## Passage:
-- BEGIN --

A CLI tool to parse dataform compilation output generated by running dataform compile --json
to get insights on
- cost
- errors
- other metadata
at table and tag level.
at table and tag level.
To explore all capabilities of dj
run the following command
dj help
Cost of of running all tables in Dataform project
dj --json-file <path-to-json-file> table-ops cost --all
OR (using stdin as input )

-- END --

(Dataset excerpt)
-- BEGIN --

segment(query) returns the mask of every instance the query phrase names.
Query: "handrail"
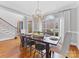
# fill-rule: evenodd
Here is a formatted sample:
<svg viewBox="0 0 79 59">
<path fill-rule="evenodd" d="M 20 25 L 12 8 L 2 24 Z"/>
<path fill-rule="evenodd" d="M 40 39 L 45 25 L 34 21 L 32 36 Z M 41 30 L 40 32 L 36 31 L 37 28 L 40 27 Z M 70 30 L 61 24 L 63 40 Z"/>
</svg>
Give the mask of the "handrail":
<svg viewBox="0 0 79 59">
<path fill-rule="evenodd" d="M 10 26 L 14 27 L 15 29 L 17 29 L 15 26 L 13 26 L 12 24 L 10 24 L 9 22 L 5 21 L 4 19 L 0 18 L 1 20 L 3 20 L 4 22 L 6 22 L 7 24 L 9 24 Z"/>
</svg>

-- END --

## Instruction:
Could you extend the text about the dj command-line tool for Dataform output, picking up right after its final line?

## Response to this exercise:
dataform compile --json | dj table-ops cost --all
Cost of of running a file
dj --json-file <path-to-json-file> table-ops cost --file <file-name-wo-extension>
Compiled query for a file
dj --json-file <path-to-json-file> table-ops query --file <file-name-wo-extension>
List unique tags in Dataform project
dj --json-file <path-to-json-file> tag-ops --unique
Cost of of running a tag
dj --json-file <path-to-json-file> tag-ops cost --tag <tag-name>
Latest release
curl -sSfL https://raw.githubusercontent.com/ashish10alex/dj/main/install_latest.sh | bash
OR
go install github.com/ashish10alex/dj@latest
This installs the binary dj
to $GOBIN, which defaults to $GOPATH/bin.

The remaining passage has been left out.